> _Task A_
In the listing below, switch "rock in water" to "stone in water" and leave every other part of the listing as it is.

-.-.-

A schematic model for the Cu isotope fractionation in the Tulaergen magmatic Ni–Cu deposit (modified from Zhao et al. 2019)
Perhaps the most studied mineralized systems by Cu isotopes are porphyry copper and hydrothermally related mineralization such as skarns and epithermal gold deposits. Figure 4 shows the general patterns recorded in chalcopyrites from porphyry copper deposits. Chalcopyrite in veins from cores of the systems associated with higher temperature alteration silicate minerals like biotite and potassium feldspar have lower copper isotope values that cluster around 0‰ (Mathur et al. 2009, 2010, 2018; Mirnejad et al. 2010; Wall et al. 2010; Braxton and Mathur 2011; Asadi et al. 2015; Graham et al. 2004; Li et al. 2010; Duan et al. 2016; Gregory and Mathur 2017). In contrast, chalcopyrite in veins from distal part of the systems associated with lower temperature alteration silicate minerals like phyllite and kaolinite have higher copper isotope values. Other copper rich minerals like bornite also show similar patterns to chalcopyrite (Dendas 2011).
Reproduced with permission from Mathur and Wang (2019); Copyright 2019 American Geophysical Union
Copper isotope values show pattern from proximal and distal locations in the stockwork and skarns associated with the intrusion of porphyritic rocks.
Skarns display an inverse pattern where the higher copper isotope values are found in the cores of the systems and the lower values are found in the outer parts of the system (Maher et al. 2003; Larson et al. 2003; Yao et al. 2016). This inverse relationship is most likely related to the mechanisms that are fractionating copper during the formation of copper minerals from the hydrothermal solution. Experimental studies indicated that pH, fO2 and salinity related to fluid-vapour separation controlled copper species into the vapour phase (Maher et al. (2011). Thus, perhaps the difference in fractionation patterns between these two systems is related to metal transport with different ligands. For instance, CuCl species form in the acidic fluids associated with porphyry copper deposits in silicate rocks in contrast to CuCO species which form in buffered reactions associated with skarn mineralization. The different bonds strength associated with the metal–ligand could lead to the different fractionation factors during mineral precipitation. Seo et al. (2007) provided theoretical calculations relating different bond strength calculations that predicted the isotopic shifts that would be potentially happening in this system.

-.-.-

> _Task B_
Return the part of the copper isotope passage above that starts with "Reproduced with permission" and goes on through "of porphyritic rocks.", copied word for word.

-.-.-

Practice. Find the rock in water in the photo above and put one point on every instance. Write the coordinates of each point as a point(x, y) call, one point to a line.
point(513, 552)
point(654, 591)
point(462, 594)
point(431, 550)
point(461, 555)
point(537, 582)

-.-.-

> _Full solution A_
Practice. Find the stone in water in the photo above and put one point on every instance. Write the coordinates of each point as a point(x, y) call, one point to a line.
point(513, 552)
point(654, 591)
point(462, 594)
point(431, 550)
point(461, 555)
point(537, 582)

> _Full solution B_
Reproduced with permission from Mathur and Wang (2019); Copyright 2019 American Geophysical Union
Copper isotope values show pattern from proximal and distal locations in the stockwork and skarns associated with the intrusion of porphyritic rocks.